Texte de la conférence de Ferhat Mehenni à Philadelphie : « La Kabylie en marche vers son indépendance »

Texte de la conférence de Ferhat Mehenni, président du Mouvement pour l’autodétermination de la Kabylie (MAK) et du Gouvernement provisoire kabyle en exil (Anavad), animée ce samedi 06 mai 2023 dans la capitale de l’Etat américain de Pennsylvanie, Philadelphie :

La Kabylie en marche vers son indépendance

La longue marche de la Kabylie vers son indépendance a atteint son point de non-retour à la mise sur pied de l’Anavad, le 01/06/2010.

Entamée au lendemain de la bataille d’Icherriden (24/06/1857) à l’issue de laquelle la Kabylie a perdu sa cheffe de guerre ‘Fadma N Summer) et sa souveraineté, elle avait failli aboutir à l’insurrection de 1871, à l’appel du roi Mokrani et de son soutien Chikh Aheddad. La marche du peuple kabyle vers sa liberté s’était longtemps égarée dans des voies d’impasse : celle de l’indépendance de l’Algérie d’abord, puis celles des tenaces illusions de démocratiser celle-ci, de la berbériser, voire la kabyliser…

La Kabylie ne s’est réellement remise sur la bonne voie qu’à partir de la Déclaration du 05/06/2001. Cela va sûrement choquer quelques esprits figés et envasés dans des visions d’il y a au moins 40 ans, mais les faits sont têtus et notre conclusion sur ce passé récent mérite qu’elle soit rendue publique. Ni la guerre du FFS (1963-65), ni avril 1980, ni même le boycott scolaire (1994/95) n’avaient échappé à l’aliénante matrice idéologique du nationalisme algérien et du berbérisme des années 40 qui leur avait donné naissance et qui continuent de produire chez les élites politiques kabyles des mirages ravageurs, dévastateurs.

A partir de 2001, c’est le MAK qui, par petites touches successives, remet patiemment la Kabylie sur la route qui mène vers elle-même et vers sa propre liberté.

Une fois que l’Anavad a vu le jour, tout retour en arrière est exclu. Désormais, on ne peut qu’aller de l’avant. Tous ceux qui n’en avaient pas perçu la logique et la nécessité l’ont appris à leurs dépens. La période durant laquelle le MAK revendiquait une autonomie n’était qu’une parenthèse temporelle, un laps de temps qui va de la Kabylie égarée à celle de la Kabylie qui a retrouvé son chemin. Les revendications minimalistes et timorées, si généreuses puissent-elles paraître, sont reléguées au passé et décrochées de la locomotive de l’Histoire tandis que l’objectif stratégique d’indépendance par la voie pacifique est plébiscité.

EXERCICES À RÉALISER
(a) Dites si chacune des affirmations suivantes est conforme à la conférence, par oui ou par non, en citant les mots décisifs du texte : (i) la conférence s'est tenue le 6 mai 2023 ; (ii) l'Anavad a été mis sur pied en 2001 ; (iii) la bataille d'Icherriden a eu lieu en 1871.
(b) Recopiez mot pour mot le passage de la conférence compris entre « Texte de la conférence de Ferhat Mehenni, président » et « l’Anavad, le 01/06/2010. », inclus.

[Entrées d'annotation de régions]
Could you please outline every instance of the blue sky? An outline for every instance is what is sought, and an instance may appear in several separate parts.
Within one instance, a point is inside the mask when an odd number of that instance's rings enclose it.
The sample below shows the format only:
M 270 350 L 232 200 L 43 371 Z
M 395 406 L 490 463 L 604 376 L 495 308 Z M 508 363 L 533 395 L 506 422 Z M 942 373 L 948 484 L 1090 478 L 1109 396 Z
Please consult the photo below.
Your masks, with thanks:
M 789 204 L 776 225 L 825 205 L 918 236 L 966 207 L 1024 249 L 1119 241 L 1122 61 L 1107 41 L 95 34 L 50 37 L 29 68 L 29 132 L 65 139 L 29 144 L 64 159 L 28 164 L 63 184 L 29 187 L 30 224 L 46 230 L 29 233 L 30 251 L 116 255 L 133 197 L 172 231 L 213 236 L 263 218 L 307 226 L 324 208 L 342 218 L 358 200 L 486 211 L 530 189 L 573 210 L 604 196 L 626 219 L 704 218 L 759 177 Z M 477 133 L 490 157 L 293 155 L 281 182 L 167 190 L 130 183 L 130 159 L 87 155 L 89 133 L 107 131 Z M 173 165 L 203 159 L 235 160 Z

CORRIGÉS
(a)
(i) Oui : « animée ce samedi 06 mai 2023 ».
(ii) Non : « à la mise sur pied de l’Anavad, le 01/06/2010 ».
(iii) Non : « la bataille d’Icherriden (24/06/1857) ».

(b)
Texte de la conférence de Ferhat Mehenni, président du Mouvement pour l’autodétermination de la Kabylie (MAK) et du Gouvernement provisoire kabyle en exil (Anavad), animée ce samedi 06 mai 2023 dans la capitale de l’Etat américain de Pennsylvanie, Philadelphie :

La Kabylie en marche vers son indépendance

La longue marche de la Kabylie vers son indépendance a atteint son point de non-retour à la mise sur pied de l’Anavad, le 01/06/2010.